## [Written exercise 1]
Name the academic fields Greg says his research topics lie in the nexus of, in the interview excerpt below.
## [Written exercise 2]
Echo the interview excerpt below word for word, from "Greg: In economics" up to and including "an ML group.".

## [Extract provided]
_ _ _
Greg: I found most of my research topics in the nexus of computer science, economics, statistics, applied math, and psychology. At Amazon these areas are like tectonic plates hitting one another. Economists can do some things, statisticians can do other things, and data scientists can do other things. If you are in academia, it is not easy to work in that nexus. Many colleagues in the statistics department would say that is nice work but it is not really statistics stuff. The same thing would happen in computer science and economics departments. I find working in that nexus to be very exciting. It isn’t clear what to do, but you realize that there is a problem and no one knows how to work on it. Another related issue is that in industry you need to solve a specific business problem, not a related problem as is often done in academia. It’s a kind of freedom, but it is also a restriction. It’s like writing a sonnet — you can do anything you want as long as you maintain its form.
I really like working at Amazon. Another place I had a lot of fun was Verizon where I had a lot of impact. When I see people buying stuff from Amazon I can point and say I helped make this work well. Similarity, when I see people using Verizon phones I can say I helped develop that technology.
In my area of economics and statistics you probably want to go to academia first, have your midlife crisis, and then move to industry. My mid life crisis, by the way, was having three kids preparing to go to college and realizing that even a senior tenured professor at a good university can’t send them to college and can’t buy a house. Perhaps an industry postdoc position would work well, in that people don’t go straight to a faculty job but would have some industry experience first. Unfortunately, that does not happen frequently in economics or statistics.
Q: What limitation does an industry job places on future jobs. What if you choose industry first and then have a mid life crisis and want to move to academia?
Greg: In economics or statistics that would be a killer. However, I think in a growing field like data science perhaps you can switch to academia after industry. I think it is important to keep a connection with universities even when you are in industry. I have done that for much of my career. In fact, I recently taught a course on data science and I put the syllabus on the web. I got many requests from academics asking me to come and teach for their departments since they are trying to start an ML group.
Guy: This would not be a big deal if you are going to industry for a short amount of time (1–3 years) and then apply for faculty jobs. If you are in industry longer and want to keep the option of moving to academia you need to find a place that allows and even encourages publishing. You don’t have to publish like crazy but you need to keep publishing. I also think that sometimes the most interesting papers come from industry since they work at a scale that academics don’t have access to. Such papers are worth more than typical academic papers experimenting on standard public datasets and will be very valuable if you later apply for faculty jobs.
_ _ _
## [Provided information]

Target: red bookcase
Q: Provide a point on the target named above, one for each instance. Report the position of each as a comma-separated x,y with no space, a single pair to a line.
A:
_ _ _
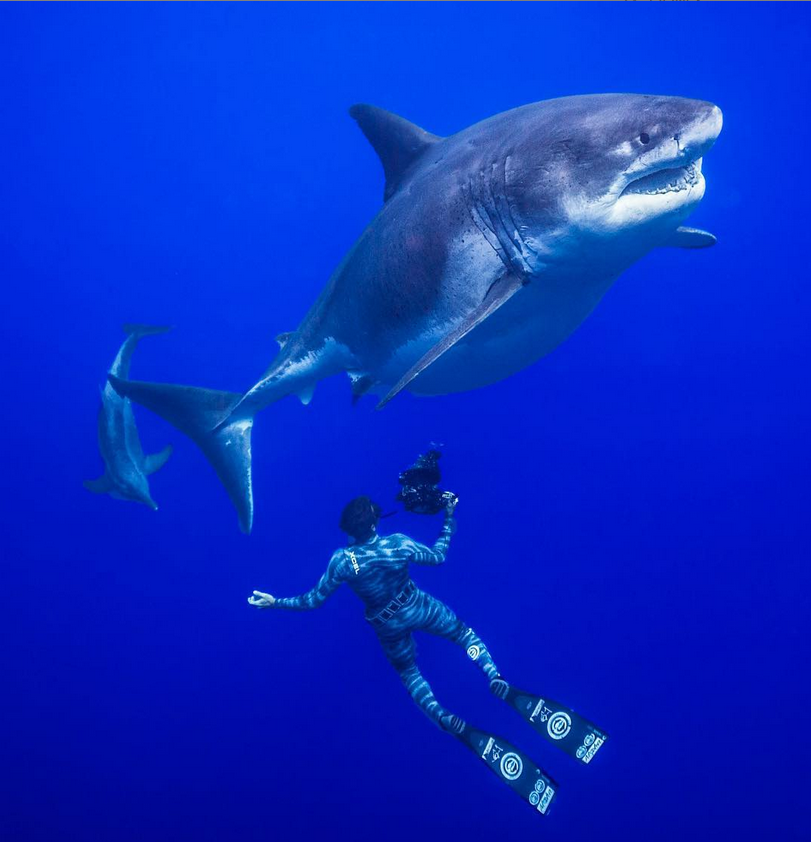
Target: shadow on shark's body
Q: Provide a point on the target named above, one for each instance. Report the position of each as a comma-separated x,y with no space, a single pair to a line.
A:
_ _ _
## [Output 1]
- Computer science
- Economics
- Statistics
- Applied math
- Psychology

## [Output 2]
Greg: In economics or statistics that would be a killer. However, I think in a growing field like data science perhaps you can switch to academia after industry. I think it is important to keep a connection with universities even when you are in industry. I have done that for much of my career. In fact, I recently taught a course on data science and I put the syllabus on the web. I got many requests from academics asking me to come and teach for their departments since they are trying to start an ML group.